Assigned task:
What you should copy is the line containing "box: [237, 129, 244, 138]" and all lines after it in the entries below, exactly and without anything added.

Collected data:
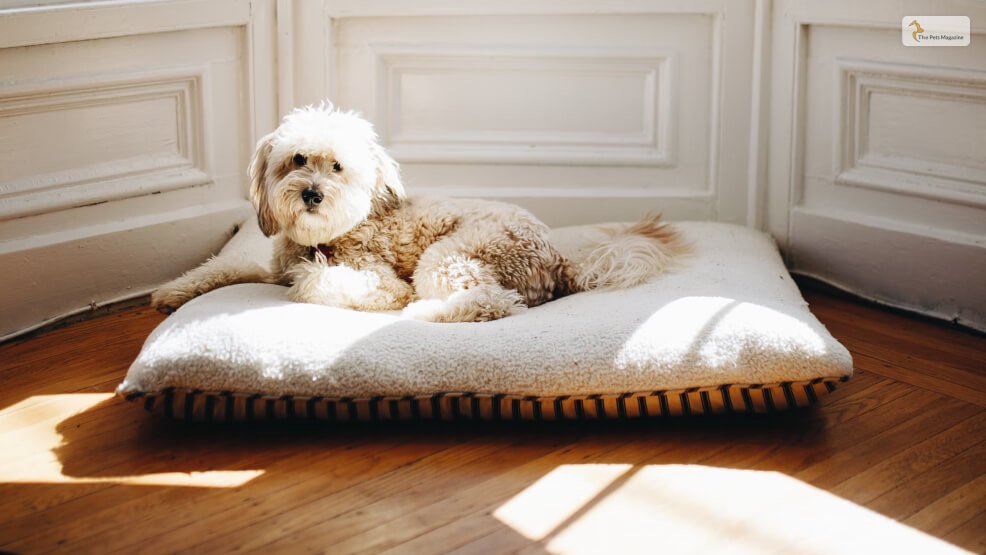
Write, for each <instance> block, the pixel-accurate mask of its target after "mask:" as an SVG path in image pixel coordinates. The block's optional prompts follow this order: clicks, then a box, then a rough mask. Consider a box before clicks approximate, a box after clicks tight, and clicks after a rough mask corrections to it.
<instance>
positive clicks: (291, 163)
mask: <svg viewBox="0 0 986 555" xmlns="http://www.w3.org/2000/svg"><path fill="white" fill-rule="evenodd" d="M249 172H250V199H251V201H252V202H253V206H254V208H255V209H256V210H257V220H258V221H259V223H260V229H261V230H262V231H263V232H264V234H265V235H267V236H270V235H273V234H275V233H279V232H281V231H283V232H284V233H285V234H287V236H288V237H289V238H290V239H291V240H292V241H294V242H295V243H298V244H301V245H308V246H315V245H318V244H322V243H328V242H330V241H331V240H332V239H335V238H336V237H339V236H340V235H342V234H344V233H346V232H347V231H349V230H351V229H353V228H354V227H355V226H357V225H359V224H360V223H361V222H363V221H364V220H366V219H367V217H369V216H370V215H371V214H372V213H373V212H374V211H375V210H380V209H382V208H384V207H388V206H396V205H397V204H398V203H399V202H400V201H402V200H403V199H404V186H403V184H402V183H401V178H400V171H399V168H398V166H397V163H396V162H394V160H393V159H392V158H391V157H390V156H388V155H387V153H386V152H385V151H384V149H383V147H381V146H380V144H379V143H378V142H377V135H376V133H375V132H374V131H373V126H372V125H371V124H370V123H369V122H368V121H366V120H364V119H363V118H362V117H360V116H359V115H357V114H355V113H352V112H340V111H339V110H336V109H335V108H333V106H332V105H331V104H327V103H325V104H322V105H321V106H309V107H306V108H298V109H296V110H294V111H293V112H291V113H290V114H288V115H287V116H285V117H284V120H283V121H282V122H281V125H280V126H279V127H278V128H277V129H276V130H274V132H273V133H271V134H269V135H267V136H266V137H264V138H262V139H260V142H259V143H257V151H256V153H254V155H253V160H252V161H251V162H250V169H249Z"/></svg>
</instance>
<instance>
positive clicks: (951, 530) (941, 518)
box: [903, 474, 986, 537]
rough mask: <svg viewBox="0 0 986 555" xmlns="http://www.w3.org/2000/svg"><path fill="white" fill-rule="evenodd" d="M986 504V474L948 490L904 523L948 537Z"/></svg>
mask: <svg viewBox="0 0 986 555" xmlns="http://www.w3.org/2000/svg"><path fill="white" fill-rule="evenodd" d="M983 507H986V474H982V475H981V476H979V477H978V478H976V479H975V480H973V481H971V482H968V483H966V484H963V485H961V486H959V487H958V488H956V489H954V490H952V491H950V492H948V493H947V494H945V495H944V496H942V497H941V498H939V499H938V500H937V501H935V502H933V503H931V504H929V505H928V506H927V507H925V508H923V509H921V510H920V511H918V512H916V513H914V514H913V515H911V516H909V517H907V518H906V519H904V520H903V523H904V524H907V525H908V526H913V527H915V528H917V529H919V530H924V531H925V532H928V533H929V534H932V535H935V536H939V537H940V536H946V535H948V534H949V533H950V532H952V531H953V530H955V529H957V528H959V527H961V526H962V525H964V524H965V523H966V522H968V521H970V520H972V519H974V518H976V515H978V514H979V513H980V512H982V510H983Z"/></svg>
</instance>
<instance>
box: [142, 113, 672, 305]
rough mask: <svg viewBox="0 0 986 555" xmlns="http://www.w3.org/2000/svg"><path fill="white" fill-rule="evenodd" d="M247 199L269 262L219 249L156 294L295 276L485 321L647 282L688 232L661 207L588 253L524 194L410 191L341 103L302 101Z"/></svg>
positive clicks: (336, 301)
mask: <svg viewBox="0 0 986 555" xmlns="http://www.w3.org/2000/svg"><path fill="white" fill-rule="evenodd" d="M249 176H250V199H251V201H252V203H253V206H254V208H255V209H256V212H257V222H258V224H259V227H260V229H261V231H263V233H264V234H265V235H266V236H268V237H271V236H273V237H274V256H273V260H272V261H271V267H270V269H269V270H268V269H264V268H260V267H259V266H257V265H256V264H252V265H250V264H244V263H242V262H239V261H235V260H234V261H230V260H224V259H221V258H213V259H211V260H209V261H208V262H206V263H205V264H203V265H202V266H200V267H198V268H196V269H193V270H191V271H189V272H188V273H186V274H185V275H183V276H181V277H180V278H178V279H176V280H174V281H171V282H169V283H167V284H165V285H163V286H162V287H161V288H159V289H158V290H157V291H155V292H154V293H153V295H152V297H151V299H152V304H153V305H154V306H155V307H156V308H158V309H159V310H161V311H163V312H170V311H172V310H175V309H177V308H178V307H179V306H181V305H182V304H184V303H185V302H187V301H189V300H190V299H192V298H194V297H195V296H198V295H201V294H203V293H206V292H208V291H210V290H212V289H215V288H217V287H221V286H224V285H230V284H234V283H244V282H261V283H278V284H282V285H285V286H288V287H289V289H288V291H287V297H288V298H289V299H291V300H293V301H297V302H305V303H316V304H322V305H328V306H334V307H342V308H349V309H355V310H365V311H384V310H402V311H403V312H402V314H403V315H404V316H405V317H407V318H412V319H416V320H424V321H430V322H482V321H491V320H497V319H500V318H504V317H507V316H511V315H514V314H518V313H520V312H523V311H524V310H526V309H527V308H528V307H534V306H537V305H540V304H543V303H546V302H548V301H551V300H553V299H557V298H559V297H563V296H565V295H570V294H573V293H577V292H580V291H589V290H593V289H621V288H628V287H633V286H636V285H639V284H641V283H643V282H646V281H648V280H650V279H651V278H654V277H656V276H657V275H659V274H661V273H662V272H665V271H667V270H668V269H669V268H670V267H671V266H672V265H673V264H674V263H675V262H676V260H677V258H678V257H679V256H681V255H682V254H685V253H686V252H687V251H688V243H687V242H686V241H685V240H684V239H683V238H682V236H681V235H680V233H679V232H677V231H676V230H675V229H674V228H673V227H672V226H670V225H669V224H666V223H662V222H661V220H660V216H656V217H654V216H647V217H644V218H643V219H642V220H640V221H639V222H637V223H636V224H631V225H623V226H619V227H609V228H604V231H605V233H606V235H605V237H604V238H602V239H601V240H599V241H598V243H597V244H595V245H594V246H593V248H591V249H590V250H589V252H587V253H586V254H585V255H584V256H581V257H580V259H579V260H569V259H566V258H565V257H564V256H562V255H561V254H560V253H559V252H558V250H557V249H556V248H555V247H554V246H552V244H551V242H550V240H549V237H548V227H547V226H546V225H545V224H543V223H542V222H540V221H539V220H538V219H537V218H535V217H534V215H532V214H531V213H530V212H528V211H527V210H524V209H522V208H520V207H518V206H515V205H511V204H507V203H502V202H495V201H488V200H469V199H449V198H430V197H414V196H412V197H409V196H407V195H406V194H405V191H404V185H403V183H402V181H401V175H400V169H399V166H398V164H397V162H395V161H394V160H393V159H392V158H391V157H390V156H389V155H388V154H387V152H386V151H385V150H384V148H383V147H382V146H381V145H380V143H379V141H378V138H377V135H376V132H375V131H374V128H373V126H372V124H370V123H369V122H368V121H367V120H365V119H364V118H362V117H361V116H360V115H359V114H357V113H354V112H344V111H342V110H339V109H337V108H335V107H333V105H332V104H330V103H323V104H321V105H319V106H308V107H305V108H299V109H295V110H294V111H292V112H291V113H290V114H288V115H287V116H285V117H284V119H283V121H282V122H281V124H280V125H279V126H278V128H277V129H276V130H275V131H273V132H272V133H270V134H269V135H267V136H265V137H263V138H262V139H261V140H260V141H259V143H258V144H257V148H256V153H255V154H254V156H253V159H252V161H251V162H250V167H249Z"/></svg>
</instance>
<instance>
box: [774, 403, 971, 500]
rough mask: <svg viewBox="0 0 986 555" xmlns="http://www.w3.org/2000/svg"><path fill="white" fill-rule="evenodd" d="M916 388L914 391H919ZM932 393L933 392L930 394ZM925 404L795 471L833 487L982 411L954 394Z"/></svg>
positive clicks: (826, 485)
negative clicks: (845, 445) (916, 442)
mask: <svg viewBox="0 0 986 555" xmlns="http://www.w3.org/2000/svg"><path fill="white" fill-rule="evenodd" d="M919 393H920V392H916V393H914V394H912V395H918V394H919ZM928 395H932V394H928ZM924 402H925V404H924V405H922V406H923V407H925V408H926V410H923V411H921V413H920V414H918V415H917V416H915V417H913V418H911V419H909V420H906V421H904V422H901V423H900V424H897V425H895V426H893V427H892V428H890V429H888V430H886V431H884V432H882V433H880V434H879V435H877V436H874V437H873V438H871V439H870V440H869V441H867V442H865V443H862V444H857V445H855V446H853V447H852V448H850V449H846V450H844V451H842V452H839V453H837V454H835V455H834V456H832V457H830V458H828V459H826V460H824V461H822V462H820V463H818V464H815V465H812V466H810V467H808V468H806V469H804V470H802V471H799V472H796V473H794V474H793V476H794V477H796V478H798V479H800V480H805V481H807V482H809V483H811V484H812V485H815V486H817V487H821V488H824V489H831V488H833V487H835V486H836V485H838V484H840V483H842V482H843V481H845V480H847V479H849V478H851V477H853V476H854V475H856V474H858V473H860V472H863V471H864V470H866V469H868V468H870V467H872V466H873V465H876V464H879V463H880V462H882V461H884V460H886V459H888V458H890V457H892V456H894V455H896V454H897V453H899V452H901V451H903V450H904V449H906V448H907V446H908V445H910V444H912V443H914V442H920V441H923V440H925V439H927V438H929V437H931V436H933V435H935V434H937V433H939V432H941V431H942V430H944V429H946V428H948V427H950V426H954V425H956V424H958V423H959V422H962V421H963V420H965V419H967V418H970V417H972V416H973V415H975V414H976V413H977V412H979V410H980V409H979V407H976V406H973V405H969V404H967V403H962V402H959V401H956V400H954V399H952V398H950V397H940V396H931V397H930V398H929V399H926V400H924Z"/></svg>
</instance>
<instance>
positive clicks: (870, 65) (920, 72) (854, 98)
mask: <svg viewBox="0 0 986 555" xmlns="http://www.w3.org/2000/svg"><path fill="white" fill-rule="evenodd" d="M835 67H836V72H837V79H836V82H837V83H838V84H839V87H840V91H839V92H840V94H839V95H838V96H837V99H838V102H839V112H838V117H837V118H836V120H835V123H836V126H837V128H836V129H835V133H833V136H834V137H838V138H839V139H840V140H841V145H840V146H841V148H840V149H838V151H837V155H838V157H839V159H838V160H837V166H836V168H837V175H836V177H835V182H836V183H839V184H842V185H849V186H853V187H861V188H865V189H874V190H878V191H889V192H894V193H899V194H904V195H910V196H917V197H922V198H927V199H931V200H937V201H942V202H950V203H957V204H965V205H968V206H977V207H983V206H986V170H982V169H978V168H971V167H968V166H960V165H956V164H948V163H943V162H940V161H935V160H926V159H914V158H910V157H901V156H891V155H886V154H881V153H874V152H871V151H870V149H869V133H870V129H869V125H870V117H869V116H870V107H871V102H872V99H873V94H874V93H882V94H889V95H900V96H910V97H919V98H933V99H941V100H947V101H951V102H973V103H977V104H983V105H986V75H984V74H983V73H982V72H974V71H959V70H944V69H939V68H924V67H922V68H920V69H919V68H916V67H915V66H907V65H903V64H893V63H883V62H863V61H858V60H847V59H838V60H836V63H835Z"/></svg>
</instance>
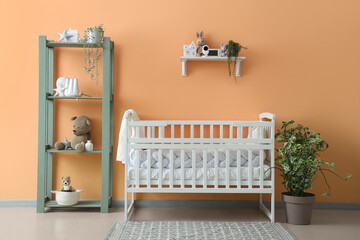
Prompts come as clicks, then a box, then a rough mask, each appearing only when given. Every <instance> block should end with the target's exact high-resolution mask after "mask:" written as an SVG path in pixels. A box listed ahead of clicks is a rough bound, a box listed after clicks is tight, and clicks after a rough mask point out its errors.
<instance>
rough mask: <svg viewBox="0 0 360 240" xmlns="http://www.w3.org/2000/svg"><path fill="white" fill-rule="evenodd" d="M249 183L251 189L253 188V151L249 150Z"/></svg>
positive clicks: (251, 150) (248, 157)
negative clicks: (252, 157)
mask: <svg viewBox="0 0 360 240" xmlns="http://www.w3.org/2000/svg"><path fill="white" fill-rule="evenodd" d="M248 163H249V164H248V182H249V188H252V182H253V179H252V171H253V170H252V150H251V149H249V150H248Z"/></svg>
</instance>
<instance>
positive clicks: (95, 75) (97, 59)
mask: <svg viewBox="0 0 360 240" xmlns="http://www.w3.org/2000/svg"><path fill="white" fill-rule="evenodd" d="M83 41H84V42H85V43H91V44H94V47H95V50H94V47H91V48H87V47H86V45H85V46H84V71H85V72H86V73H88V74H90V77H91V79H92V80H95V83H96V84H97V83H98V78H99V70H98V62H99V60H100V58H101V49H102V45H103V43H104V29H103V27H102V24H100V25H99V26H96V27H93V28H92V27H91V28H87V29H86V30H85V34H84V40H83Z"/></svg>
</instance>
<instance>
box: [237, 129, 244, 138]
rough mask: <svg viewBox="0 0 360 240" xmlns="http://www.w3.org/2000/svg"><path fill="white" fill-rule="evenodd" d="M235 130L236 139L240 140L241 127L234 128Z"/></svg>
mask: <svg viewBox="0 0 360 240" xmlns="http://www.w3.org/2000/svg"><path fill="white" fill-rule="evenodd" d="M236 129H237V138H238V139H240V138H243V137H242V127H236Z"/></svg>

Problem solution:
box: [237, 129, 244, 138]
rough mask: <svg viewBox="0 0 360 240" xmlns="http://www.w3.org/2000/svg"><path fill="white" fill-rule="evenodd" d="M235 130L236 139L240 140L241 127L234 128Z"/></svg>
mask: <svg viewBox="0 0 360 240" xmlns="http://www.w3.org/2000/svg"><path fill="white" fill-rule="evenodd" d="M236 129H237V138H238V139H240V138H243V137H242V127H236Z"/></svg>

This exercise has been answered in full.